■ **Given text**:
>> start

Plaintiff brought suit in the United States District Court for the Southern District of New York. One of the defendants, incorporated in Delaware, does an extensive business in the Southern District of California. The other defendant, also incorporated in Delaware, with offices in New York, is a holding company owning all the stock of the first defendant. On motion of both defendants, Judge Samuel H. Kaufman, sitting in the court below, purporting to act under 28 U.S.C. § 1404(a), made an order directing the transfer of the suit to the United States District Court for the Southern District of California.

Davidson & Davidson, New York City (David Haar, New York City, of counsel), for petitioner.

Donovan Leisure Newton Lumbard & Irvine and Roy W. McDonald, all of New York City (George H. Bailey, New York City, of counsel), for respondent.

Before SWAN, Chief Judge, FRANK, Circuit Judge, and COXE, District Judge.

FRANK, Circuit Judge.

>> end

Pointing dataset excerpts
>> start

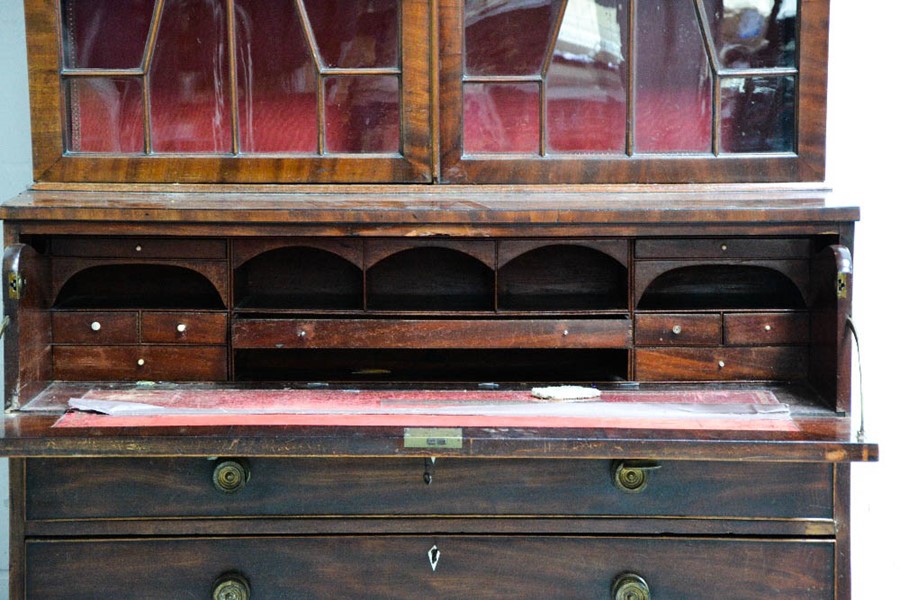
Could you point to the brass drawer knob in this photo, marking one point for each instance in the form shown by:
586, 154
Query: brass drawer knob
231, 586
630, 586
230, 476
632, 476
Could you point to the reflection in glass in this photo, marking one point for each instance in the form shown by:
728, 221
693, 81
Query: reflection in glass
362, 113
758, 114
190, 108
276, 79
508, 37
673, 101
105, 115
587, 79
102, 34
355, 33
501, 117
754, 33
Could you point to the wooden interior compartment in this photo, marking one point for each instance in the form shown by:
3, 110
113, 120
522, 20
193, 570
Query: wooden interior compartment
430, 279
431, 565
565, 276
156, 285
675, 285
514, 364
125, 488
138, 247
298, 277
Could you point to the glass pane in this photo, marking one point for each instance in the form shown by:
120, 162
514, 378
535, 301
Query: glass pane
362, 114
754, 33
355, 33
587, 79
105, 34
276, 79
501, 117
758, 114
674, 92
189, 103
508, 37
105, 115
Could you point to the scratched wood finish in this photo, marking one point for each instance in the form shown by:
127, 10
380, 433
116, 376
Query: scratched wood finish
401, 567
421, 333
131, 488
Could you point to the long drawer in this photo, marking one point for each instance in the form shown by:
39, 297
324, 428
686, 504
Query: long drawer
155, 488
431, 567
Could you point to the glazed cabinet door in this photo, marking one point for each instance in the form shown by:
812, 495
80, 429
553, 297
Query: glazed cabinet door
230, 90
599, 91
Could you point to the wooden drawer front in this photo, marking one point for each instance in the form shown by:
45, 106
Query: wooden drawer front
678, 330
766, 329
136, 247
131, 488
430, 567
94, 327
134, 363
771, 248
722, 364
370, 333
183, 328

>> end

■ **Jobs**:
A – From the court opinion, reproduce word for word the passage starting with "Plaintiff brought suit" and going on through "counsel), for petitioner.".
B – In the court opinion, in which state are both defendants incorporated?
C – Continue the court opinion from where it stops.

■ **Exercise results**:
A –
Plaintiff brought suit in the United States District Court for the Southern District of New York. One of the defendants, incorporated in Delaware, does an extensive business in the Southern District of California. The other defendant, also incorporated in Delaware, with offices in New York, is a holding company owning all the stock of the first defendant. On motion of both defendants, Judge Samuel H. Kaufman, sitting in the court below, purporting to act under 28 U.S.C. § 1404(a), made an order directing the transfer of the suit to the United States District Court for the Southern District of California.

Davidson & Davidson, New York City (David Haar, New York City, of counsel), for petitioner.

B – Delaware.

C –
Ford Motor Co. v. Ryan, 2 Cir., 182 F.2d 329, is not apposite, as there the district court refused to order a transfer. For where, as here, the order directs a transfer, we have held that a petition for a writ of mandamus will not be entertained if it alleges merely an "abuse" of discretion.1  Magnetic Engineering & Mfg. Co. v. Dings Mfg. Co., 2 Cir., 178 F.2d 866.2  If, however, the district judge lacked power to make his order of transfer, we will entertain such a petition. See Foster-Milburn Co. v. Knight, 2 Cir., 181 F.2d 949. In that case, the defendant, which could not have been served in the transferee district, objected to the transfer, and we issued a mandamus writ. But here, one defendant could have been served in the transferee district, while the other defendant, which could not there have been served, has joined in the application for, and thus consented to, the transfer. That consent is a waiver of lack of venue; had such a waiver existed before plaintiff commenced suit, it could have been brought there. We think 28 U.S.C. § 1404(a) covers such a case.3  Paramount Pictures v. Rodney, 3 Cir., 186 F.2d 111.

Petition dismissed.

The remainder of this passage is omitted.